==== Document ====

Parce que j'ai été frappé par le contraste entre le délabrement social de
La Louvière et le fait qu'une des plus riches familles de Belgique s'est
enrichie au départ de son activité dans cette ville. Les Boël, c'est un peu
la famille type du capitalisme le plus brutal, qui s'est enrichie sur le dos des
travailleurs et de la collectivité, puis est partie avec son magot. Mais
j'aurais pu faire le même livre sur Albert Frère...
Les Boël, écrivez-vous, ont une "immense dette sociale". Mais
ils ont fourni de l'emploi à des milliers de gens...
C'est l'éternelle question : les Boël ont-ils fait vivre les travailleurs
ou les travailleurs ont-ils enrichi les Boël ? Mon livre montre que la
deuxième thèse prend largement le dessus. Gustave Boël était un capitaine
d'industrie plutôt éclairé. Mais il ne faut pas s'y tromper : lui et ses
successeurs exploitaient les ouvriers parfois de façon éhontée. Les Usines
Gustave Boël ont réalisé de plantureux bénéfices, qui ont surtout servi à
bâtir leur immense fortune. Grâce à cela, ils ont aussi acquis un patrimoine
immobilier phénoménal (voir encadré). De 1928 au milieu des années 90, les
Boël n'ont pas réinvesti un franc de leur gigantesque fortune dans leurs
usines, qui devaient s'autofinancer. Pourtant, à certains moments, c'aurait
été nécessaire pour moderniser certains outils et préparer le futur. Non.
Ils licenciaient ou fermaient plutôt que de toucher un peu à leur argent. Avec
les Boël, c'était à sens unique: ils devaient être super-gagnants. Toujours.
Devaient-ils continuer d'investir dans une sidérurgie en plein déclin
?

====

→ **Objectif 1**:
Repérez toutes les lignes de la liste qui contiennent la chaîne « lawn », puis recopiez-les.

==== Liste à traiter ====

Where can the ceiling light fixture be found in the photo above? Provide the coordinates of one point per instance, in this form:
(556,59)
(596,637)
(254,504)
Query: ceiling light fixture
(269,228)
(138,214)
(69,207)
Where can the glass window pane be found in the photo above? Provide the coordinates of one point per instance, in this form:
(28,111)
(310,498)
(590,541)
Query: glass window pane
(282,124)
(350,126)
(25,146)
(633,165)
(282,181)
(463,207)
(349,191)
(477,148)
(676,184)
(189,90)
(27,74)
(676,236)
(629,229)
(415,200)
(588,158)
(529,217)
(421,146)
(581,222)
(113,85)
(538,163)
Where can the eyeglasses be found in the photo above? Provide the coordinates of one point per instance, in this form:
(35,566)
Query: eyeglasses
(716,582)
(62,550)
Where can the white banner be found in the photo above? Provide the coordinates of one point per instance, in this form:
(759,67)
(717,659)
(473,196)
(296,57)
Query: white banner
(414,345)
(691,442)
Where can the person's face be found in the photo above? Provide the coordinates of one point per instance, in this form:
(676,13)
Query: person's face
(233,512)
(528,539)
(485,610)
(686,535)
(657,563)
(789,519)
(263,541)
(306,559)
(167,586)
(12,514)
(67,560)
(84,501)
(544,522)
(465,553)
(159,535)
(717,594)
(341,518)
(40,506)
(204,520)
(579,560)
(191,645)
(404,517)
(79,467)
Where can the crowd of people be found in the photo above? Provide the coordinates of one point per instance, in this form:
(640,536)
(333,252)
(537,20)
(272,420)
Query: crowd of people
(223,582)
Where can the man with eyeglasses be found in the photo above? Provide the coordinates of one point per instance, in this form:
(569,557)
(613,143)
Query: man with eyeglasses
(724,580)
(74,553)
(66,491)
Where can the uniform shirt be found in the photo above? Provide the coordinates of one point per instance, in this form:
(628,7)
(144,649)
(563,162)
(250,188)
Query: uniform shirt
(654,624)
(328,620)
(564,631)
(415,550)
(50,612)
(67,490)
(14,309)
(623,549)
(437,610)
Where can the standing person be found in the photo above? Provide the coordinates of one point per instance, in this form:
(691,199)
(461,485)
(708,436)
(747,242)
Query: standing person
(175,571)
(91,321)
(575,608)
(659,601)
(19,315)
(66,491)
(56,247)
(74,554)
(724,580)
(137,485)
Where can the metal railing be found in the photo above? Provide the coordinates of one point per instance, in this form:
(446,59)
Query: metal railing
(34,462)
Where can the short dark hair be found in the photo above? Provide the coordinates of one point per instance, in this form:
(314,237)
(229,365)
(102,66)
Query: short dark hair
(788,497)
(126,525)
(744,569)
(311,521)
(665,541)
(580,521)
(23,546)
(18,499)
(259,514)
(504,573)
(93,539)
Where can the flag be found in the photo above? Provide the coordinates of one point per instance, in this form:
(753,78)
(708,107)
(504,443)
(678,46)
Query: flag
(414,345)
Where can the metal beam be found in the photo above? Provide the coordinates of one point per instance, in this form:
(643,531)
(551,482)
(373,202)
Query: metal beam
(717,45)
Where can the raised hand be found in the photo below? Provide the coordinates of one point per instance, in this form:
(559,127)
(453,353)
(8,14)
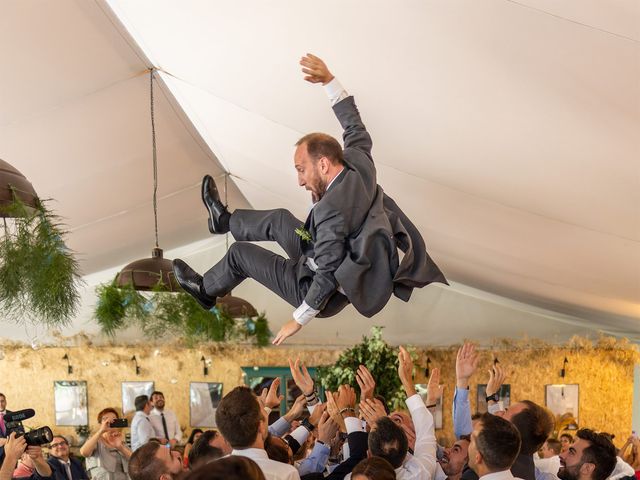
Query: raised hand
(497,376)
(288,329)
(315,69)
(405,371)
(371,411)
(366,382)
(334,411)
(327,428)
(466,364)
(346,397)
(271,398)
(434,389)
(296,409)
(301,376)
(318,410)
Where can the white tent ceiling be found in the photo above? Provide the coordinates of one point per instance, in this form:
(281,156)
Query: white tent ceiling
(509,131)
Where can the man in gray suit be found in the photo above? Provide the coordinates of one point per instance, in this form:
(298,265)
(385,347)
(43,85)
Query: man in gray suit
(345,252)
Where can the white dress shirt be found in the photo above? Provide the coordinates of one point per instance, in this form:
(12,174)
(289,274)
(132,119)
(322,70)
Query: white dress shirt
(173,427)
(504,475)
(141,430)
(548,465)
(272,470)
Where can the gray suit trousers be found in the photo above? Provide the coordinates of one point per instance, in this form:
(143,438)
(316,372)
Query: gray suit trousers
(289,278)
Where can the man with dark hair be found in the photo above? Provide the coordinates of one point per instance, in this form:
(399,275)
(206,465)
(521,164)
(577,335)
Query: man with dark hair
(154,461)
(534,423)
(591,456)
(63,466)
(350,238)
(388,440)
(141,428)
(494,446)
(164,421)
(455,458)
(243,422)
(549,461)
(203,452)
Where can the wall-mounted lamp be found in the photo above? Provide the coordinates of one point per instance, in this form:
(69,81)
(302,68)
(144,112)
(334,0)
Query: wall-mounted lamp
(563,372)
(135,360)
(205,369)
(69,367)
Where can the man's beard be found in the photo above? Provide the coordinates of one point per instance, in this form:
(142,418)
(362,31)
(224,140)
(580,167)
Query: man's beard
(569,473)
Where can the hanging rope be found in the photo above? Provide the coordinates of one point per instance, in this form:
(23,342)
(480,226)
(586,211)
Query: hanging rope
(155,161)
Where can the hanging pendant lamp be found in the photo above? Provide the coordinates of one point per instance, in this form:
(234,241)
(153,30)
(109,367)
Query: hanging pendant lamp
(236,307)
(155,272)
(14,184)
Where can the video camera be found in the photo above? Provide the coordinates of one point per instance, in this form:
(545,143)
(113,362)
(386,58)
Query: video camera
(37,437)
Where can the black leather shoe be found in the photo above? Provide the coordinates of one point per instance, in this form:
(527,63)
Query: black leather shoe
(191,282)
(218,213)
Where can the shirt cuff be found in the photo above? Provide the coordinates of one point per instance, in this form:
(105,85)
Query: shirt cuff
(353,424)
(495,408)
(300,434)
(414,402)
(304,314)
(461,394)
(335,91)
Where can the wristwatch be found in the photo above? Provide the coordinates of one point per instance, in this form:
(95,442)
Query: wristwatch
(308,425)
(495,397)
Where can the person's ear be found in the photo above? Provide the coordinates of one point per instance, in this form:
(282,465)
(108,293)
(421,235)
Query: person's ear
(324,165)
(587,469)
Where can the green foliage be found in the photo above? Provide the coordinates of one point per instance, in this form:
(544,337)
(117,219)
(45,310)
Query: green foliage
(39,276)
(161,314)
(378,357)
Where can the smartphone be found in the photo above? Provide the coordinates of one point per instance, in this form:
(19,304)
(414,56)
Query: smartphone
(119,423)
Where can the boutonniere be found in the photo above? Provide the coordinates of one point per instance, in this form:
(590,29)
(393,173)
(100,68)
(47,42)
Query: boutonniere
(303,233)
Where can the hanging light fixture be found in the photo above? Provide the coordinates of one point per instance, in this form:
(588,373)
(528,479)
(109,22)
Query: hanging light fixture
(236,307)
(147,273)
(13,183)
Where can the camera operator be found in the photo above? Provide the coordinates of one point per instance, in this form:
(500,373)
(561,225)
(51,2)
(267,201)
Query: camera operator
(106,454)
(64,467)
(16,449)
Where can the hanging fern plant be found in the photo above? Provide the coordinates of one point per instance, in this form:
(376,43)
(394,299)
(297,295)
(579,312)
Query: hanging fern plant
(161,314)
(381,360)
(39,276)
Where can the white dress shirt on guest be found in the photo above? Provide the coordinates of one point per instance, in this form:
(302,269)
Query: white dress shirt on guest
(173,427)
(272,470)
(141,430)
(504,475)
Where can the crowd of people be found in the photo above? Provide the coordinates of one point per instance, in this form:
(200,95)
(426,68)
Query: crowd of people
(348,436)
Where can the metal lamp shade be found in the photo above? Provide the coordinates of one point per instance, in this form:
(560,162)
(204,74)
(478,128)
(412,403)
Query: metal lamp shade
(145,274)
(12,182)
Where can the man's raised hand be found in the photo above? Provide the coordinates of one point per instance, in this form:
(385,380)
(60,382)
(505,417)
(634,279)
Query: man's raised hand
(315,69)
(366,382)
(405,371)
(301,376)
(466,364)
(270,397)
(288,329)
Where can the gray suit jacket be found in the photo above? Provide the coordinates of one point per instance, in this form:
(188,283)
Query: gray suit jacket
(356,231)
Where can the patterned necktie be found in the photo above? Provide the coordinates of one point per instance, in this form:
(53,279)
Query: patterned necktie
(164,426)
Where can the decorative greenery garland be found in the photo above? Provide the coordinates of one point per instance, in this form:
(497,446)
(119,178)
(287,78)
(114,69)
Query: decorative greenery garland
(39,276)
(161,314)
(381,360)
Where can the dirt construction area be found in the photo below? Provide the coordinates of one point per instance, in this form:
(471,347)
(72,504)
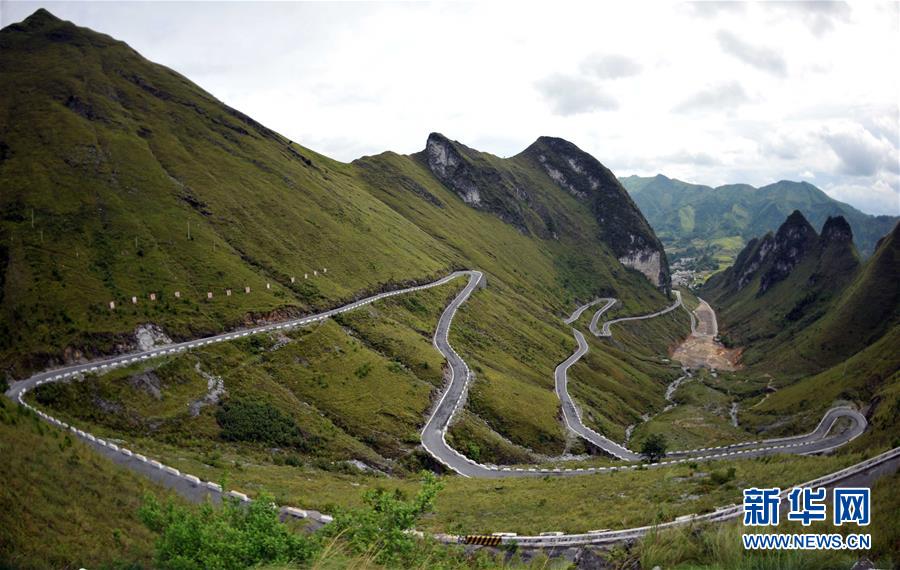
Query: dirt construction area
(701,348)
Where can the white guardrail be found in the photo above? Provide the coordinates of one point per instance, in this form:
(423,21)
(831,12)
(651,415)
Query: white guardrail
(546,539)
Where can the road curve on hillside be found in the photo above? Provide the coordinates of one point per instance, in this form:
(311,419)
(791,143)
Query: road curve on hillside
(604,329)
(194,489)
(806,444)
(451,399)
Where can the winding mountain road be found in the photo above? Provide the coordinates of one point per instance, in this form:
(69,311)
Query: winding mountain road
(435,428)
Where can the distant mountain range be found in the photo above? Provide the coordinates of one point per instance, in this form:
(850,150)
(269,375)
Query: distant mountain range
(692,216)
(822,325)
(803,301)
(121,179)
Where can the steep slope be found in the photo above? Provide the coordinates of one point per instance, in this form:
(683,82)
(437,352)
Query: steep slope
(804,302)
(714,217)
(520,191)
(121,179)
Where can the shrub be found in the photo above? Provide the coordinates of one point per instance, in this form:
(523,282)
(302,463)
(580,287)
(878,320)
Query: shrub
(243,420)
(654,447)
(235,536)
(382,525)
(722,476)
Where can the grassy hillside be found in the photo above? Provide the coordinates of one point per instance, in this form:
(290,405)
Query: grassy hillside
(64,506)
(701,221)
(786,287)
(824,335)
(121,178)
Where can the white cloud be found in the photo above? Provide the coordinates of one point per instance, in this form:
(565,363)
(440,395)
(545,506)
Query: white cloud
(763,92)
(760,57)
(610,66)
(717,98)
(572,95)
(860,152)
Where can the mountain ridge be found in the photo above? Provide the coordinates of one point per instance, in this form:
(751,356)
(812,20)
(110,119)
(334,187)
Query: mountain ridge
(741,210)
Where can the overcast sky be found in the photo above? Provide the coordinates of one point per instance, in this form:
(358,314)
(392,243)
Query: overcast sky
(711,93)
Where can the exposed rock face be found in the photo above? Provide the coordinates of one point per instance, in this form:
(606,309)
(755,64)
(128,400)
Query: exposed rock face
(751,259)
(448,165)
(150,335)
(647,261)
(477,182)
(836,230)
(772,258)
(515,190)
(795,237)
(622,226)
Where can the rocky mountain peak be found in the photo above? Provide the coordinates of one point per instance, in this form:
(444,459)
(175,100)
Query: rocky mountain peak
(449,165)
(622,225)
(39,19)
(793,240)
(837,230)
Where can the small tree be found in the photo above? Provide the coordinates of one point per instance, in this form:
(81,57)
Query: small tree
(383,525)
(234,536)
(654,447)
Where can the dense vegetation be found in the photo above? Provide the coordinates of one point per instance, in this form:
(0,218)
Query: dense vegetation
(695,220)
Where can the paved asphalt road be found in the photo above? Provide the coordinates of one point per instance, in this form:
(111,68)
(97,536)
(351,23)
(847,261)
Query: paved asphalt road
(435,428)
(433,433)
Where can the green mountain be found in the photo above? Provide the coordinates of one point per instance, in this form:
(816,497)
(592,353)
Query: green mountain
(120,178)
(821,328)
(804,302)
(693,219)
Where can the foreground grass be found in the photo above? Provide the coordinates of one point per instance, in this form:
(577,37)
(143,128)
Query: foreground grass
(61,504)
(719,546)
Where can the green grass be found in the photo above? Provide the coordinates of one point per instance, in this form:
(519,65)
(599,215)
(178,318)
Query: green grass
(63,505)
(719,546)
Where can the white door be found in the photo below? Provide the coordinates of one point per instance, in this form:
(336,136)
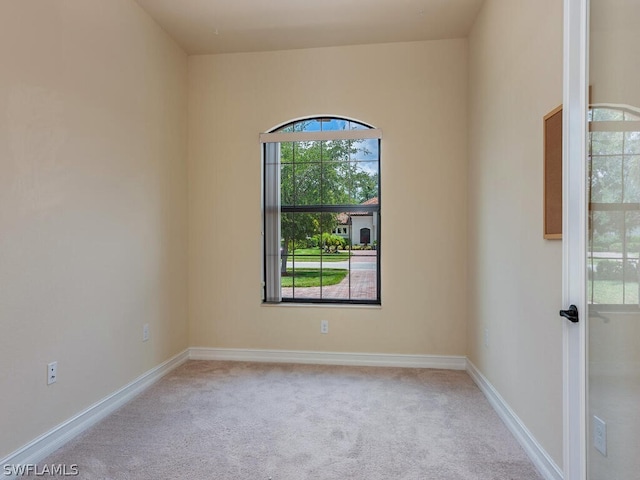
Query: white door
(602,239)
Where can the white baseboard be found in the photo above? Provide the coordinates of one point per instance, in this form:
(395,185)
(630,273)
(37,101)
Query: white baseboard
(47,443)
(329,358)
(540,458)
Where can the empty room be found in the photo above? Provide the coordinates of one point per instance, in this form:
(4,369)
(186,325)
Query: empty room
(306,240)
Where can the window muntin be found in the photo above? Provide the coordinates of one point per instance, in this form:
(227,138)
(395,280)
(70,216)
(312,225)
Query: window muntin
(319,175)
(614,207)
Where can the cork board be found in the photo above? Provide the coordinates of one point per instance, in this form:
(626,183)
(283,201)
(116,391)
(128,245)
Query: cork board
(553,174)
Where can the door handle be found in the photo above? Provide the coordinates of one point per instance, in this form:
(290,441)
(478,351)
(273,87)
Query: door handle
(571,314)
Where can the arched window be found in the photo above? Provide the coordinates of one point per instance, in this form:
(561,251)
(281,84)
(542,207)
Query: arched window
(318,173)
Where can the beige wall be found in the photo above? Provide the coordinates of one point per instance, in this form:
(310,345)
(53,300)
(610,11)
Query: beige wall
(92,205)
(515,52)
(417,94)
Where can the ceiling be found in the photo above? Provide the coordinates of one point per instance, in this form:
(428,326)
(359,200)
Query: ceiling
(230,26)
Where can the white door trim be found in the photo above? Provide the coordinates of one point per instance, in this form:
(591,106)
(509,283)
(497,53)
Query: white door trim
(574,243)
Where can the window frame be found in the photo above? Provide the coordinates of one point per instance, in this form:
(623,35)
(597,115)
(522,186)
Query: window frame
(270,148)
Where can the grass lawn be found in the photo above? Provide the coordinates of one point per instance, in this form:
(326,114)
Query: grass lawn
(611,292)
(310,277)
(314,255)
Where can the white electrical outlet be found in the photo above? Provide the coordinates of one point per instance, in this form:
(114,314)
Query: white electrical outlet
(145,332)
(52,373)
(324,326)
(600,435)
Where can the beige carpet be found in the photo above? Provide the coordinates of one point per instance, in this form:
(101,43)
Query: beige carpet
(231,420)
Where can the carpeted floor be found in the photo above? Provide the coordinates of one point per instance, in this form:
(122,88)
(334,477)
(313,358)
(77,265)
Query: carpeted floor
(248,421)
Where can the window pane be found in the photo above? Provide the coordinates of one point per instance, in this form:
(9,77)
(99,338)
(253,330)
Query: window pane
(632,142)
(286,152)
(608,232)
(330,124)
(632,179)
(606,143)
(336,183)
(306,152)
(312,125)
(286,184)
(606,179)
(357,126)
(336,150)
(321,254)
(608,287)
(606,114)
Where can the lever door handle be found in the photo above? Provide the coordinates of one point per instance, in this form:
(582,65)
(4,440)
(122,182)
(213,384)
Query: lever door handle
(571,314)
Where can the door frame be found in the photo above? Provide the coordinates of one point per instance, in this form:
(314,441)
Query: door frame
(574,242)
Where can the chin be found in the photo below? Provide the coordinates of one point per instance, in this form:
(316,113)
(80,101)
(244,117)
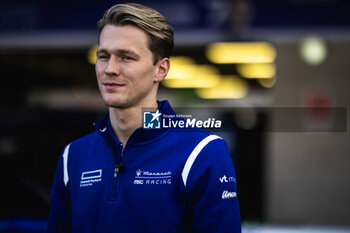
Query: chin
(116,104)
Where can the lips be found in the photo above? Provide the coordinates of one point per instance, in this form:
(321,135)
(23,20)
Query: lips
(112,86)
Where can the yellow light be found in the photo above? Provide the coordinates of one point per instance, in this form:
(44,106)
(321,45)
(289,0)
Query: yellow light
(241,52)
(92,54)
(191,76)
(267,83)
(257,70)
(230,87)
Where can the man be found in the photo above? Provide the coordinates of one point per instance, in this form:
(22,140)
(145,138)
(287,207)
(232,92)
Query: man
(124,178)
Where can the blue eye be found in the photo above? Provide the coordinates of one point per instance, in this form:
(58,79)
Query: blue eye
(102,57)
(127,58)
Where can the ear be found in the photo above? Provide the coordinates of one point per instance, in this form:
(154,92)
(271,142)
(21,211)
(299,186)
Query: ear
(162,69)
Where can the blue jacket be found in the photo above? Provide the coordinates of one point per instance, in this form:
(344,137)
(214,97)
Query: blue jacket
(162,181)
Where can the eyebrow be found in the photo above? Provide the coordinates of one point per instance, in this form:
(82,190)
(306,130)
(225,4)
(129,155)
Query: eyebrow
(119,52)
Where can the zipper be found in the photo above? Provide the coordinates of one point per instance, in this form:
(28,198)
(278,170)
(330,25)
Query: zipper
(113,194)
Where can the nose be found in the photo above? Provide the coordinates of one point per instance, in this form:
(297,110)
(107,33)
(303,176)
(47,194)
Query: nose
(113,66)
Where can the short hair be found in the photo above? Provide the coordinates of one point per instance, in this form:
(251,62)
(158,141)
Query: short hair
(154,24)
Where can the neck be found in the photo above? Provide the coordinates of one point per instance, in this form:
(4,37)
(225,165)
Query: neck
(125,121)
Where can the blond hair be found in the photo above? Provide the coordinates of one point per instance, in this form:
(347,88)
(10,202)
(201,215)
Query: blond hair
(154,24)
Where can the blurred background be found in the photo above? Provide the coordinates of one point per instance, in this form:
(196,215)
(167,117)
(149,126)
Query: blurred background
(276,72)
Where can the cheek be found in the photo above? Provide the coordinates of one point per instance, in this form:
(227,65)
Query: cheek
(98,70)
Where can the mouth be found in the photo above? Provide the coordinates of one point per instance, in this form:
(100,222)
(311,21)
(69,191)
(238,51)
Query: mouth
(112,86)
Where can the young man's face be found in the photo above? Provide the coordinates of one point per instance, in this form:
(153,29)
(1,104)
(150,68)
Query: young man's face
(124,67)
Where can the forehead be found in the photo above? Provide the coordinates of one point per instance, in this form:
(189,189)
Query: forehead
(123,37)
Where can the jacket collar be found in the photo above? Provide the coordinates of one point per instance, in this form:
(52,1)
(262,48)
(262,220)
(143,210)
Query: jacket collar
(140,135)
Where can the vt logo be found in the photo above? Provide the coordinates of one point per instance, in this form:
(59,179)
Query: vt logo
(151,120)
(223,179)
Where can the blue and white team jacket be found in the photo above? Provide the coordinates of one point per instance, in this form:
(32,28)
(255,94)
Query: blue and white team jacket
(161,181)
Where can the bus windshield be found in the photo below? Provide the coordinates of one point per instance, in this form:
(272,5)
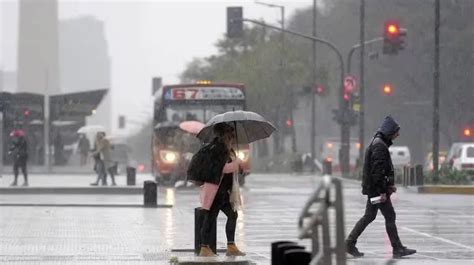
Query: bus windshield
(197,112)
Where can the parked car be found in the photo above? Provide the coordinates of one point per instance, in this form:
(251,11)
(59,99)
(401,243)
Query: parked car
(400,156)
(429,160)
(461,157)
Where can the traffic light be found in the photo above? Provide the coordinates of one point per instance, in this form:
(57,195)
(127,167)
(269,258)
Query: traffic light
(234,22)
(467,132)
(320,90)
(393,37)
(387,89)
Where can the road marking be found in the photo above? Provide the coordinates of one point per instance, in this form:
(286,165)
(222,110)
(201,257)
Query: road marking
(438,238)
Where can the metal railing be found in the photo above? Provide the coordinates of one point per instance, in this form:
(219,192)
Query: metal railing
(313,223)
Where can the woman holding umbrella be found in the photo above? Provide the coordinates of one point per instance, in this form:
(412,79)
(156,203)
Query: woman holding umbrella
(216,197)
(224,131)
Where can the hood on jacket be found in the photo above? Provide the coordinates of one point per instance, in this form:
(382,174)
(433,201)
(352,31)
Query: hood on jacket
(389,127)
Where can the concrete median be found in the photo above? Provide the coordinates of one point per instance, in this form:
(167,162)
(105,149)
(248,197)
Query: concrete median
(447,189)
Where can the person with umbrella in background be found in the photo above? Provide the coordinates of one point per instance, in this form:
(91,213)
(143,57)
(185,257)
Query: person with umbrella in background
(104,162)
(218,169)
(19,151)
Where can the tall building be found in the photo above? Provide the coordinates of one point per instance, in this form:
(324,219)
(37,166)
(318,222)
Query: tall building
(38,64)
(85,62)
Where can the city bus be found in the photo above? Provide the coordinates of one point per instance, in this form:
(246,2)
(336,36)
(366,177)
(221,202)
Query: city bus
(172,148)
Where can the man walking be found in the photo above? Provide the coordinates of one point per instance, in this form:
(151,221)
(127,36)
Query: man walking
(19,152)
(378,180)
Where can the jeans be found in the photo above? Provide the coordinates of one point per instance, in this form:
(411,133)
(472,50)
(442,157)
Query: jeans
(370,213)
(221,203)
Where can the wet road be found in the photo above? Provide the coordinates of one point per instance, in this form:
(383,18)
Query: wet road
(440,227)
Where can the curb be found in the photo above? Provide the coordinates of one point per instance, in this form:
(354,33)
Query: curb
(214,261)
(84,205)
(447,189)
(72,190)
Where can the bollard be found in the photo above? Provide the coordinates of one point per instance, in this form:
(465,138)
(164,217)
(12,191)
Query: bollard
(411,181)
(131,176)
(199,214)
(327,167)
(149,193)
(275,250)
(296,256)
(405,176)
(419,175)
(281,251)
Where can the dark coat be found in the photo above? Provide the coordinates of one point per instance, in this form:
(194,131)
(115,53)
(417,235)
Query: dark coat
(214,164)
(378,173)
(19,149)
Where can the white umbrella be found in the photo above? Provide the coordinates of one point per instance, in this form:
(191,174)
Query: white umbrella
(91,129)
(250,126)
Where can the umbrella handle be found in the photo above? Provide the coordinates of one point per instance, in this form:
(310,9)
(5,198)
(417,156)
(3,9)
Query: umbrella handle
(236,137)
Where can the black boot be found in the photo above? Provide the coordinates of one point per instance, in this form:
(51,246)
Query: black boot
(352,249)
(402,251)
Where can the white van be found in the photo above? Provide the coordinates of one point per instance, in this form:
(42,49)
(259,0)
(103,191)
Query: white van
(462,157)
(400,155)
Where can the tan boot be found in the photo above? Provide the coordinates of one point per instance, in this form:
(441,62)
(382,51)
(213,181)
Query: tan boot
(232,250)
(206,252)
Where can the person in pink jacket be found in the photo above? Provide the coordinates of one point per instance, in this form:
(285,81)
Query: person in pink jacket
(216,197)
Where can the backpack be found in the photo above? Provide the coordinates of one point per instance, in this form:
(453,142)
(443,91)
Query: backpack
(199,164)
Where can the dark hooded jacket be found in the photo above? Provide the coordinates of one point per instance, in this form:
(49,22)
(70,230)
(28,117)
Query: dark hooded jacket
(19,149)
(378,173)
(208,163)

====

→ **Objectif 2**:
Dressez la liste de tous les noms propres distincts (personnes, familles, lieux, entreprises) qui figurent dans le document sur la famille Boël.

→ **Résultat obtenu 1**:
Where can the grass lawn be found in the photo above? Provide the coordinates of one point per instance, in this form:
Query: grass lawn

→ **Résultat obtenu 2**:
- La Louvière
- Belgique
- Boël
- Albert Frère
- Gustave Boël
- Usines Gustave Boël